◆ **Tasks and exercises**
1 - Change "Christmas" to "holiday" in the bubble light text from "Bubble lights have" up to and including "wired in series).", and write out that part.
2 - Continue the bubble light text, starting after its last sentence.

◆ **Text**
**********

A bubble light is a decorative device consisting of a liquid-filled vial that is heated and illuminated by an incandescent light bulb. Because of the liquid's low boiling point, 39.6°C (103.3°F), the modest heat generated by the lamp causes the liquid to boil and bubble up from the vial's base thus creating a decorative effect.

==Process==

A candelabra base 120-volt bubble light candle in operation

The liquid is almost always methylene chloride, a toxic solvent. It is generally sealed in a glass vial or capsule to prevent its release; if it is broken, the area should be evacuated until the fumes have dissipated. Some early bubble lights instead used a lightweight oil or camphor (a white substance used in some mothballs) to create the low boiling point. In these older lamps, one can often see a white piece floating at the top of the vial, until the heat of the lamp dissolves it and it starts to bubble.

The light from the lamp illuminates the bubbles from underneath, causing them to shine. Bubble lights of all kinds operate best when the top of the tube is significantly cooler than the bottom, thus increasing the temperature gradient. The tubes must be kept upright, and occasionally may need to be tapped or even shaken to begin bubbling after warming up.

==Designs==

Bubble lights have been made in two different lamp base sizes—E10 (C6) 15 volt, and E12 (C7). The original design used a miniature screw base (E10), such as those used on C6 cone-shaped Christmas lamps. For 120 V power, these early designs were nominally designed to operate with eight on one string, in series, at 15 volts each. However, they were often packaged with a nine-socket string to extend the life of the bulbs. Bubble lights could also be purchased individually for use in existing light strings. Modern incarnations either use candelabra base (E12) 120-volt bulbs, or push-in wedge base "midget" size miniature bulbs (most commonly ten 12-volt bulbs wired in series).

**********

◆ **Information supplied**

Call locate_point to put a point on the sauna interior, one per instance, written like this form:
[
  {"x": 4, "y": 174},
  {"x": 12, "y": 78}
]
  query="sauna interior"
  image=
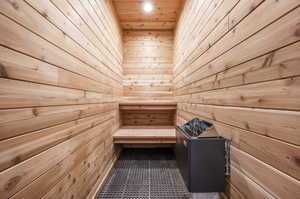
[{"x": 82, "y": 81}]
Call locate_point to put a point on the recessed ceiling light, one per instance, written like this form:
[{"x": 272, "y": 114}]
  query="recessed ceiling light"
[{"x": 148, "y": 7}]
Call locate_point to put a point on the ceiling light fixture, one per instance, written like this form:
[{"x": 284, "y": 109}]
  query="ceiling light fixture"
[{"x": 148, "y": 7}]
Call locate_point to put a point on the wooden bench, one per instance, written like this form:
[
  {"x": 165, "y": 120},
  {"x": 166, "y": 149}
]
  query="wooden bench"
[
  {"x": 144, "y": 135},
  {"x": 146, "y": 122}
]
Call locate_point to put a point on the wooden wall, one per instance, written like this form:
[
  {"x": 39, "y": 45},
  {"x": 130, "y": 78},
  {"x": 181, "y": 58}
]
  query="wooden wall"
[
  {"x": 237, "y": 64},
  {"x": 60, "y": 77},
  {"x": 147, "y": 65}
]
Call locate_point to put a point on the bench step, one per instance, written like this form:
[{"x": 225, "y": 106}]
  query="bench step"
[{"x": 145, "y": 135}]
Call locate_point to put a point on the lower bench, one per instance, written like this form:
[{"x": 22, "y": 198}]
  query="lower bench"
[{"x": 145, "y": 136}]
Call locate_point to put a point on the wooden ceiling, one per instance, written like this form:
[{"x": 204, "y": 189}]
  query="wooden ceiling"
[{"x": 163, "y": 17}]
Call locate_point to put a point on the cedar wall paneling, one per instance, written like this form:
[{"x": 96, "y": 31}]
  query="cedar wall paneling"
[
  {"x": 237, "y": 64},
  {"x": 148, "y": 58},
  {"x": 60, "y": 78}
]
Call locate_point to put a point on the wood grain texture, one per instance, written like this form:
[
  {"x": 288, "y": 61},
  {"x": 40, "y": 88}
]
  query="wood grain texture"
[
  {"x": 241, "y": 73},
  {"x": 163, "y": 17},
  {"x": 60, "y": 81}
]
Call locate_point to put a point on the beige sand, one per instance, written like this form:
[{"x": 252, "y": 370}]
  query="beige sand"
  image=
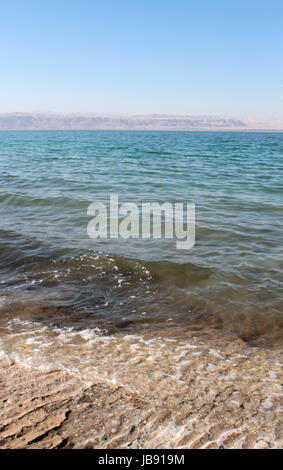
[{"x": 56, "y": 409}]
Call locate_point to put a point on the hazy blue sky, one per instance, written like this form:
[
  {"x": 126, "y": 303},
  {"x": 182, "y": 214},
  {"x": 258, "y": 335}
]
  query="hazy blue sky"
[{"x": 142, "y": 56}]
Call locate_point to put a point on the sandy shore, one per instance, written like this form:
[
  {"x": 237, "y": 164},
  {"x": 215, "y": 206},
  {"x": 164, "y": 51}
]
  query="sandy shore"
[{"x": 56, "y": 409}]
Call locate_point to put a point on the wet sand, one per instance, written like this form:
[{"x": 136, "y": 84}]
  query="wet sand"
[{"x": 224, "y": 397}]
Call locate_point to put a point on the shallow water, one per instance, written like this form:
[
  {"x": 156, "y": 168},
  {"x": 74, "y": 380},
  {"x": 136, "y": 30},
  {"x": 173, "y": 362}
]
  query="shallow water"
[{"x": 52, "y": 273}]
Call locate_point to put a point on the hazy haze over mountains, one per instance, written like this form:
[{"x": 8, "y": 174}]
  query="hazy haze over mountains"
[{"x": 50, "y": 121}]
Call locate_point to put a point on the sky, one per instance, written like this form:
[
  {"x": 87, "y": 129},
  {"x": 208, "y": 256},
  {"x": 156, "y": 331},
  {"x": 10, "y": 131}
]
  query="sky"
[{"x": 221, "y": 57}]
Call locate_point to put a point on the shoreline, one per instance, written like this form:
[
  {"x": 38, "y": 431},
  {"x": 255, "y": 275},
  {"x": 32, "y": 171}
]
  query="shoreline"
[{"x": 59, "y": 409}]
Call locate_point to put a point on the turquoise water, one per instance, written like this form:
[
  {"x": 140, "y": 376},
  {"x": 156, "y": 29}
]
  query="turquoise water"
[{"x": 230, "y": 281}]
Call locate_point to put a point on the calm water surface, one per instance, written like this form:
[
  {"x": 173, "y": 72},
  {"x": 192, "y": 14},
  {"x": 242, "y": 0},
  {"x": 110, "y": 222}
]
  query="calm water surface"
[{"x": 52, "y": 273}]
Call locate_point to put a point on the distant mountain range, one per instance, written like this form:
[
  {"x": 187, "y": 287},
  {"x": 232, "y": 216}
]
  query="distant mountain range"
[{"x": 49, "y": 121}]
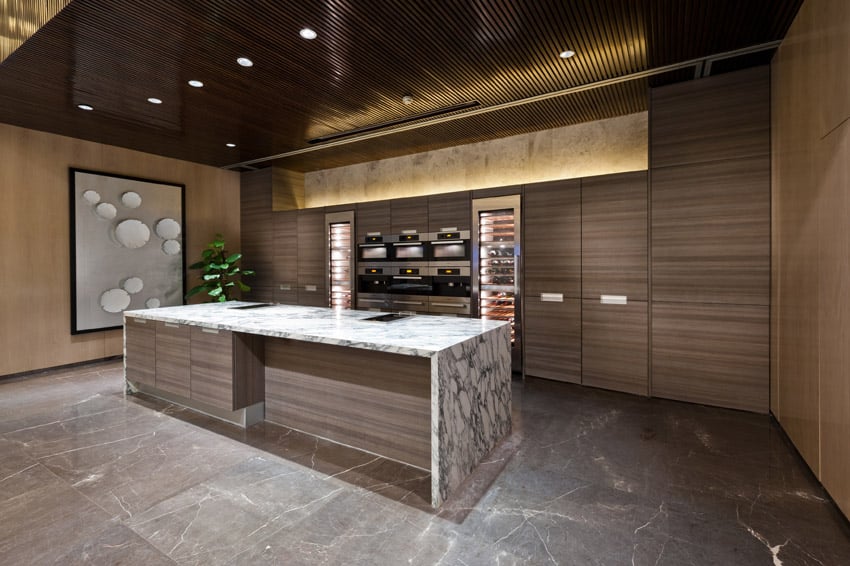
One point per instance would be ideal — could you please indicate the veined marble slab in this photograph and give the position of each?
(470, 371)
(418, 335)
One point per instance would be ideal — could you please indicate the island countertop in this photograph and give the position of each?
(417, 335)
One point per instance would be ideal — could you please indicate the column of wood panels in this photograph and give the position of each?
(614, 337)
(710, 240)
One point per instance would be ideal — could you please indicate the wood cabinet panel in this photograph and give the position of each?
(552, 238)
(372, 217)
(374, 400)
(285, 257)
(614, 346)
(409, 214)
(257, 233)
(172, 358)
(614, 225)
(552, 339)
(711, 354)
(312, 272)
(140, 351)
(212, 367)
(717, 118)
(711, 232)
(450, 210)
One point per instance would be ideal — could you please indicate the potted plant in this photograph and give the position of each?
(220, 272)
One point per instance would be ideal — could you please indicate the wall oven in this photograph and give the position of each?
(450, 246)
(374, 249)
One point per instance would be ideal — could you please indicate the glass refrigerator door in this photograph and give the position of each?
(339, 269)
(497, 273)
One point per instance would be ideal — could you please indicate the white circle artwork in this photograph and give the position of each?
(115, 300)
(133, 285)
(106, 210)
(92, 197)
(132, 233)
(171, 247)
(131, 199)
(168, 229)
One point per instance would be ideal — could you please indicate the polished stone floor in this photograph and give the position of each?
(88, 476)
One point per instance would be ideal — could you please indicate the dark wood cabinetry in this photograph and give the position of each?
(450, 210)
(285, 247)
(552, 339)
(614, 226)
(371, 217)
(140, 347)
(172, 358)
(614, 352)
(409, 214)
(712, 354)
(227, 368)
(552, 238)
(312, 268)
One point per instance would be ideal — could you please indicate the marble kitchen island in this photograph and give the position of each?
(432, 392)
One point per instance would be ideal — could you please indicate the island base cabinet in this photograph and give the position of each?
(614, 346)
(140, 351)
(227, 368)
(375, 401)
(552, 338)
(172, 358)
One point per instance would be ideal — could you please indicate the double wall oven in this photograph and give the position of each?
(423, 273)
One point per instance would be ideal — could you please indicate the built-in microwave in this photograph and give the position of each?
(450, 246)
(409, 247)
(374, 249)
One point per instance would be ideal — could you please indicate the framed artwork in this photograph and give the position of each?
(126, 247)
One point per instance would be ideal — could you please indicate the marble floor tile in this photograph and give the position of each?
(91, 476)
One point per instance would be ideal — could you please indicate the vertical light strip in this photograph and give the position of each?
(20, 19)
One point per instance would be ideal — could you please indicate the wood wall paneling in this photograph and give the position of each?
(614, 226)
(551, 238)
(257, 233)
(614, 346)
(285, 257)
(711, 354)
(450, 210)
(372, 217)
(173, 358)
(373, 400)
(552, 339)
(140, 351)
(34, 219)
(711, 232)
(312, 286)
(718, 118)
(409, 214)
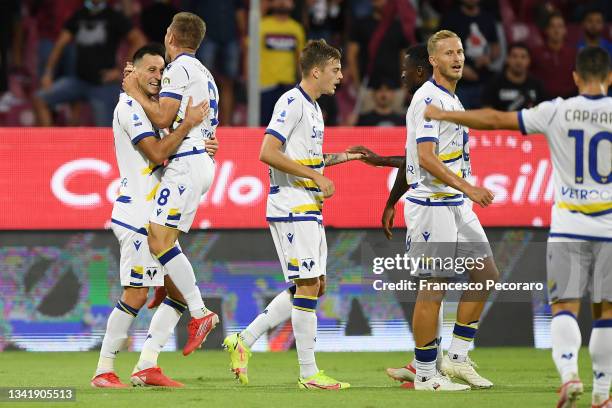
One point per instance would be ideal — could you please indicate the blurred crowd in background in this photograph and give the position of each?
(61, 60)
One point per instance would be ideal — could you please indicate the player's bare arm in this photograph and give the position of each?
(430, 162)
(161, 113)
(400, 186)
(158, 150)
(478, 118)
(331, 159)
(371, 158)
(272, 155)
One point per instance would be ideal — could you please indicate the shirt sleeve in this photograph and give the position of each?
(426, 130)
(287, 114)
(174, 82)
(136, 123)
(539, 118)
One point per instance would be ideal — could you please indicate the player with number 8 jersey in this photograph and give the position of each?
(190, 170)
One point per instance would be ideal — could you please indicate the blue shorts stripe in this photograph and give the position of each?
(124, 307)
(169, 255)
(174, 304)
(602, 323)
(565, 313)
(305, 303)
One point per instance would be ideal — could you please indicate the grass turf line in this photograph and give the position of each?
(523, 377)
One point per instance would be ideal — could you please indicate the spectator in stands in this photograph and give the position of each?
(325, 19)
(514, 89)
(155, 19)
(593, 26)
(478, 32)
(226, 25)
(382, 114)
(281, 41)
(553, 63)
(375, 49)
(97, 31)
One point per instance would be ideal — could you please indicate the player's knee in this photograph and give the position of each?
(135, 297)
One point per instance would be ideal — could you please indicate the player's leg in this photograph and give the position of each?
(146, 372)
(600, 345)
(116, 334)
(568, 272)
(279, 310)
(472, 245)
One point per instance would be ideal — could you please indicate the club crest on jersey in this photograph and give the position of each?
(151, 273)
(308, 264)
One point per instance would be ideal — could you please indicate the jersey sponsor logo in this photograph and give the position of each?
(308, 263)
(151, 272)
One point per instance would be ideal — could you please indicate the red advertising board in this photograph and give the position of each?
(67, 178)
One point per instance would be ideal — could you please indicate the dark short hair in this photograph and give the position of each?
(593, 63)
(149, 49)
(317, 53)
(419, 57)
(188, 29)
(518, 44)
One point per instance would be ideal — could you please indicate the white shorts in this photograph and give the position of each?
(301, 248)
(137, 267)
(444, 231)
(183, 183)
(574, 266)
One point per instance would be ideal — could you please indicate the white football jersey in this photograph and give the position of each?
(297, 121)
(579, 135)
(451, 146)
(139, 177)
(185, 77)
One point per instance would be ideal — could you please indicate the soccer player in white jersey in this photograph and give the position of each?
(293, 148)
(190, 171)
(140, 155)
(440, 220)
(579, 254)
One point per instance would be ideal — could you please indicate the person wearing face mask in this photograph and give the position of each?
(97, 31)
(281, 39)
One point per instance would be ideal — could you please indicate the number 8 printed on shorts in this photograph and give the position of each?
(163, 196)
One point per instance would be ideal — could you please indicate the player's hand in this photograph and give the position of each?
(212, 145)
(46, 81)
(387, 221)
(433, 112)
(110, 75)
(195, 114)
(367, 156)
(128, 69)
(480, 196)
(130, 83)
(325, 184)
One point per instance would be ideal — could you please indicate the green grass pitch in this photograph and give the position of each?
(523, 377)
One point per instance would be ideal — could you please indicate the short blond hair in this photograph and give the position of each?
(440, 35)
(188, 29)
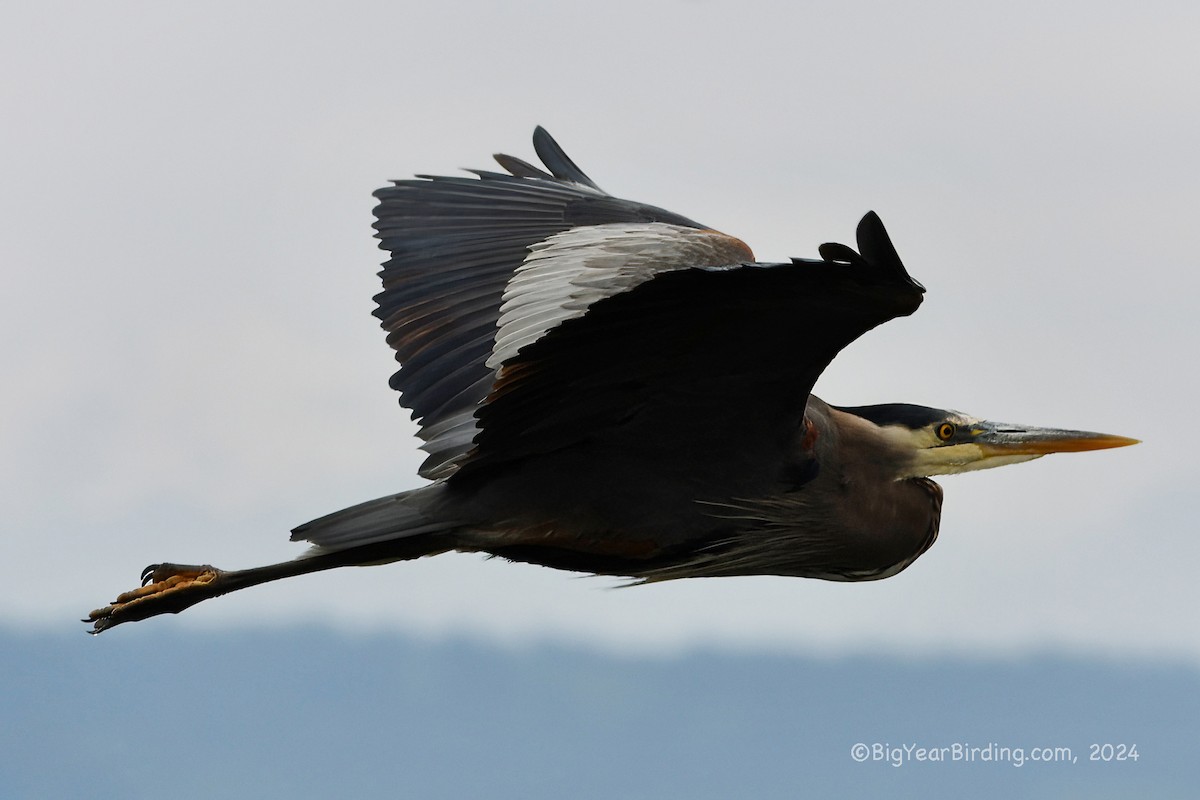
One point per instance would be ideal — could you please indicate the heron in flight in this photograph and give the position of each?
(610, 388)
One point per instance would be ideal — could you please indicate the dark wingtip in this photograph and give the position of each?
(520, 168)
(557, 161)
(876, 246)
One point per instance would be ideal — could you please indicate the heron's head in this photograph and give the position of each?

**********

◆ **Results for each task**
1 -
Bubble lights have been made in two different lamp base sizes—E10 (C6) 15 volt, and E12 (C7). The original design used a miniature screw base (E10), such as those used on C6 cone-shaped holiday lamps. For 120 V power, these early designs were nominally designed to operate with eight on one string, in series, at 15 volts each. However, they were often packaged with a nine-socket string to extend the life of the bulbs. Bubble lights could also be purchased individually for use in existing light strings. Modern incarnations either use candelabra base (E12) 120-volt bulbs, or push-in wedge base "midget" size miniature bulbs (most commonly ten 12-volt bulbs wired in series).

2 -
The clear light bulb is enclosed in a plastic base made up of a "bowl" and a "cap", usually of different colors. Bubble lights are manufactured in just about any color, including the liquid in the tube. The plastics used are most commonly semi-opaque red, yellow, blue, and green. Liquids are generally amber, red, blue, green, and rarely, purple or pink. Uncolored liquid is also available, being lit with colored bulbs instead.

In recent years, bubble lights have become more elaborate in appearance. Glitter is sometimes added to the vials for extra sparkle, most commonly on specialty types such as those used in decorative nightlights. Bases are now often made to look like figures such as Santa Clauses or snowmen, or decorative objects and symbols, rather than the plain ribbed plastic. Like many other Christmas decorations, they have been converted for Halloween use, usually with orange-colored liquid and a base that looks like a jack-o'-lantern, or the head of a black cat or witch, among other Halloween symbols.

Less-toxic modern imitations of bubble lights are made from acrylic or other clear plastic rods, with permanent bubbles deliberately manufactured into them, lit with fixed-color or color-changing LEDs. Other bubbling lights are much larger and sit on a table or floor, occasionally with fake fish which "swim" up and down as they change buoyancy. These tubes are usually filled with distilled water, and have one or more airstones at the bottom, and normally a light, along with an air pump.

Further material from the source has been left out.